Data records:
___
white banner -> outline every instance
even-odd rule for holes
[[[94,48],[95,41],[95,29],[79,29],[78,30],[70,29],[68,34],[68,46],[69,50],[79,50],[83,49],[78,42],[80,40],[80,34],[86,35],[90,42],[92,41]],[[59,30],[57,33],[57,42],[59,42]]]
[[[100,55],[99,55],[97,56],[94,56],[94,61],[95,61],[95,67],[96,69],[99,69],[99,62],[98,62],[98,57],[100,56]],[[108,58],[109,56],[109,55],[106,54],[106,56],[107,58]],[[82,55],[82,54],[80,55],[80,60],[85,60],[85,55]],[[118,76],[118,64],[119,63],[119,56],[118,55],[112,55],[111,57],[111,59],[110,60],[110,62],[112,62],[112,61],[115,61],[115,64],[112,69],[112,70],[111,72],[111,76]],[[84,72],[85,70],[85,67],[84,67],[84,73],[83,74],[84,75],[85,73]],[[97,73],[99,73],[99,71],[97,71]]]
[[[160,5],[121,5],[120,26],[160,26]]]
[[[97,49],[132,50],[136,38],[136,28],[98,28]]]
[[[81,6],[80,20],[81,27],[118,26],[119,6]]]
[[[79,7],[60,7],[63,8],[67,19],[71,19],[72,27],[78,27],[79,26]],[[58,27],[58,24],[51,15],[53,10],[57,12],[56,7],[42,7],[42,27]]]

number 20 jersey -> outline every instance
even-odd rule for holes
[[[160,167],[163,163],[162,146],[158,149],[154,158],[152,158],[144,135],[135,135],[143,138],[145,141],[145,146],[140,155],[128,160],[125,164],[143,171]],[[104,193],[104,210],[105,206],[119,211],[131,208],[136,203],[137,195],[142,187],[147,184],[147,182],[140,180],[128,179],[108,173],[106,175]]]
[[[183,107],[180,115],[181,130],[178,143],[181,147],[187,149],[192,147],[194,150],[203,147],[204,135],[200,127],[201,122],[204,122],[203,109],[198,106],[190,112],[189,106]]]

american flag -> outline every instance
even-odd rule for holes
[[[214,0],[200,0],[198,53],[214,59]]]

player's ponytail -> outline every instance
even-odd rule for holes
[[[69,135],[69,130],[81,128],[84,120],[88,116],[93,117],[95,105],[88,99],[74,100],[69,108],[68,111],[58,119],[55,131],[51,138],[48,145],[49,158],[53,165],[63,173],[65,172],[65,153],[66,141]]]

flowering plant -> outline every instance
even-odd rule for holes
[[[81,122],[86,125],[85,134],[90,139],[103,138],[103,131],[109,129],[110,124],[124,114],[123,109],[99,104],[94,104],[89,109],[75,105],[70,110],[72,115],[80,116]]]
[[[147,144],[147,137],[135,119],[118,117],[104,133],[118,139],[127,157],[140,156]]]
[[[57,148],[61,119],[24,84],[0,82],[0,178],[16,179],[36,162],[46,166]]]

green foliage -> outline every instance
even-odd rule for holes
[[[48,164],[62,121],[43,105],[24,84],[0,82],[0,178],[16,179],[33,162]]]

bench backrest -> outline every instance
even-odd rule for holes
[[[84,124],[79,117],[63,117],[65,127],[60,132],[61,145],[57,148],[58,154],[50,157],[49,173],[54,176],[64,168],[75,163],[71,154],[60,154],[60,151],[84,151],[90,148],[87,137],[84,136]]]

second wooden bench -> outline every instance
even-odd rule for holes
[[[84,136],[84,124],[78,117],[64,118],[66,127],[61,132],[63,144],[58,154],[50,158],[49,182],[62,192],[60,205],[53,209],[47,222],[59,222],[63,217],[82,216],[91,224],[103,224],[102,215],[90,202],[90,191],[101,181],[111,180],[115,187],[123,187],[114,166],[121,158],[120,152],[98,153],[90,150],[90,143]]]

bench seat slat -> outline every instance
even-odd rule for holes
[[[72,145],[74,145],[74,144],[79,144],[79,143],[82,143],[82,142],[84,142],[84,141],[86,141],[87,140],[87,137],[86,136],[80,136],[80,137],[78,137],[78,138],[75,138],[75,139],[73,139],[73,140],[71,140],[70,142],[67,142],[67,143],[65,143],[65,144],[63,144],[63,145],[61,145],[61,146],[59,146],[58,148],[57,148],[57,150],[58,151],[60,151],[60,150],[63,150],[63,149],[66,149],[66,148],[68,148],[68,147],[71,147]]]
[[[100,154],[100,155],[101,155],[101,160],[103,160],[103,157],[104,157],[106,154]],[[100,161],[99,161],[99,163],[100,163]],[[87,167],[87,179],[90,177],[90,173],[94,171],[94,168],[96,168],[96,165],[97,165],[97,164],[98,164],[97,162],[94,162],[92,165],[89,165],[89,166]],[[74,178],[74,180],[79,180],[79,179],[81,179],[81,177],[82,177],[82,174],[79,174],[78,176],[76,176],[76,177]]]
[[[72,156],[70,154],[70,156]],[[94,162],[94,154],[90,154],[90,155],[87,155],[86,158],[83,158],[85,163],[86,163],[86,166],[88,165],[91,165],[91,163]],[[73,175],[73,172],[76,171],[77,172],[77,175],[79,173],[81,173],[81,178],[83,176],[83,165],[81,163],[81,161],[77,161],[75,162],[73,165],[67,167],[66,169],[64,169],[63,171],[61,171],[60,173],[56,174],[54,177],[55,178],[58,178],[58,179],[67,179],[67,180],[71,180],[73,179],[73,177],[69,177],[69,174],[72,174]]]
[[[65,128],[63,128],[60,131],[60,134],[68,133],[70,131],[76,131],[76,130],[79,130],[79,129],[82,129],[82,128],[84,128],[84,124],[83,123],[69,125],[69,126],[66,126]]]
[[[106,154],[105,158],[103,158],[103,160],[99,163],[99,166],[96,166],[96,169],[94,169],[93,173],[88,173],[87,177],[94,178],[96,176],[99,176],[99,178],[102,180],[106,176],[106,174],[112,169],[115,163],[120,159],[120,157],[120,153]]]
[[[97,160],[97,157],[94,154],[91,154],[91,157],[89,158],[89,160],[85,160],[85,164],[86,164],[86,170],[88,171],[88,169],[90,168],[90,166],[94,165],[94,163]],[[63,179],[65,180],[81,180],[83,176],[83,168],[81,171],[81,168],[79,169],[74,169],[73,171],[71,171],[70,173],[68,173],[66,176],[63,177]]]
___
The request: Output all of the data above line for line, with no changes of any kind.

The result:
white banner -> outline every instance
even-odd rule for holes
[[[94,48],[95,41],[95,29],[79,29],[78,30],[70,29],[68,34],[68,46],[69,50],[79,50],[83,49],[78,42],[80,40],[80,34],[86,35],[90,42],[92,41]],[[59,30],[57,33],[57,42],[59,42]]]
[[[100,55],[99,55],[97,56],[94,56],[94,61],[95,61],[95,67],[96,69],[99,69],[99,62],[98,62],[98,57],[100,56]],[[108,58],[109,56],[109,55],[106,54],[106,56],[107,58]],[[82,55],[82,54],[80,55],[80,60],[85,60],[85,55]],[[118,76],[118,64],[119,63],[119,56],[118,55],[112,55],[111,57],[111,59],[110,60],[110,62],[112,62],[112,61],[115,61],[115,64],[112,69],[112,70],[111,72],[111,76]],[[84,72],[85,70],[85,67],[84,67],[84,73],[83,74],[84,75],[85,73]],[[97,73],[99,73],[99,71],[97,71]]]
[[[160,5],[121,5],[120,26],[160,26]]]
[[[97,49],[132,50],[136,38],[136,28],[98,28]]]
[[[81,6],[80,20],[81,27],[118,26],[119,6]]]
[[[79,7],[60,7],[63,8],[67,19],[71,19],[72,27],[78,27],[79,26]],[[58,27],[58,24],[51,15],[53,10],[57,12],[56,7],[42,7],[42,27]]]

number 20 jersey -> outline every instance
even-odd rule for holes
[[[160,167],[163,163],[162,146],[158,149],[154,158],[152,158],[144,135],[135,135],[143,138],[145,141],[145,146],[140,155],[128,160],[125,164],[143,171]],[[104,193],[104,210],[105,206],[119,211],[131,208],[136,203],[137,195],[142,187],[147,184],[147,182],[140,180],[128,179],[108,173],[106,175]]]
[[[183,107],[180,115],[181,130],[178,143],[181,147],[187,149],[192,147],[194,150],[203,147],[204,135],[200,127],[201,122],[204,122],[203,109],[198,106],[190,112],[189,106]]]

american flag -> outline every instance
even-odd rule for holes
[[[214,0],[200,0],[198,53],[214,59]]]

player's ponytail -> outline every instance
even-odd rule for holes
[[[69,135],[69,130],[81,128],[84,120],[88,116],[93,117],[95,105],[88,99],[74,100],[69,108],[68,111],[58,119],[55,131],[51,138],[48,145],[49,158],[53,165],[63,173],[65,172],[65,153],[66,141]]]

flowering plant -> outline every instance
even-odd rule for holes
[[[81,122],[86,125],[85,134],[90,139],[103,138],[103,131],[109,129],[110,124],[124,114],[123,109],[99,104],[94,104],[89,109],[75,105],[70,110],[72,115],[80,116]]]
[[[147,144],[147,137],[135,119],[118,117],[104,133],[118,139],[127,157],[140,156]]]
[[[57,148],[61,119],[24,84],[0,82],[0,178],[16,179],[36,162],[46,166]]]

green foliage -> outline every instance
even-odd rule for holes
[[[48,164],[62,121],[43,105],[24,84],[0,82],[0,178],[16,179],[33,162]]]

bench backrest -> outline every instance
even-odd rule for holes
[[[84,124],[79,117],[63,117],[65,127],[60,132],[61,145],[57,148],[58,154],[50,157],[49,173],[54,176],[64,168],[75,163],[71,154],[60,154],[60,151],[84,151],[90,148],[87,137],[84,136]]]

second wooden bench -> outline every instance
even-odd rule for holes
[[[84,136],[84,124],[78,117],[64,118],[66,127],[61,132],[63,144],[58,154],[50,158],[49,182],[62,192],[60,205],[53,209],[47,222],[59,222],[63,217],[82,216],[91,224],[103,224],[102,215],[90,202],[90,191],[101,181],[111,180],[115,187],[123,187],[114,166],[121,158],[120,152],[98,153],[90,150],[90,143]]]

bench seat slat -> outline every instance
even-odd rule for holes
[[[72,145],[74,145],[74,144],[79,144],[79,143],[82,143],[82,142],[84,142],[84,141],[86,141],[87,140],[87,137],[86,136],[80,136],[80,137],[78,137],[78,138],[75,138],[75,139],[73,139],[73,140],[71,140],[70,142],[67,142],[67,143],[65,143],[65,144],[63,144],[63,145],[61,145],[61,146],[59,146],[58,148],[57,148],[57,150],[58,151],[60,151],[60,150],[63,150],[63,149],[66,149],[66,148],[68,148],[68,147],[71,147]]]
[[[100,154],[100,155],[101,155],[101,160],[103,160],[103,157],[104,157],[106,154]],[[100,161],[99,161],[99,163],[100,163]],[[87,167],[87,179],[90,177],[90,173],[94,171],[94,168],[96,168],[96,165],[97,165],[97,164],[98,164],[97,162],[94,162],[92,165],[89,165],[89,166]],[[74,178],[74,180],[79,180],[79,179],[81,179],[81,177],[82,177],[82,174],[79,174],[78,176],[76,176],[76,177]]]
[[[72,156],[70,154],[70,156]],[[94,162],[94,154],[90,154],[90,155],[87,155],[86,158],[83,158],[85,163],[86,163],[86,166],[88,165],[91,165],[91,163]],[[73,175],[73,172],[76,171],[77,172],[77,175],[79,173],[81,173],[81,178],[83,176],[83,165],[81,163],[81,161],[77,161],[75,162],[73,165],[67,167],[66,169],[64,169],[63,171],[61,171],[60,173],[56,174],[54,177],[55,178],[58,178],[58,179],[67,179],[67,180],[71,180],[73,179],[73,177],[69,177],[69,174],[72,174]]]
[[[65,128],[63,128],[60,131],[60,134],[68,133],[70,131],[76,131],[76,130],[79,130],[79,129],[82,129],[82,128],[84,128],[84,124],[83,123],[69,125],[69,126],[66,126]]]
[[[106,154],[105,158],[103,158],[103,160],[99,163],[99,166],[96,166],[96,169],[94,169],[93,173],[88,173],[87,177],[94,178],[96,176],[99,176],[99,178],[102,180],[106,176],[106,174],[112,169],[115,163],[120,159],[120,157],[120,153]]]
[[[97,160],[97,157],[94,154],[91,154],[91,157],[89,158],[89,160],[85,160],[85,164],[86,164],[86,170],[88,171],[88,169],[90,168],[90,166],[94,165],[94,163]],[[63,179],[65,180],[81,180],[83,176],[83,168],[81,171],[81,168],[79,169],[74,169],[73,171],[71,171],[70,173],[68,173],[66,176],[63,177]]]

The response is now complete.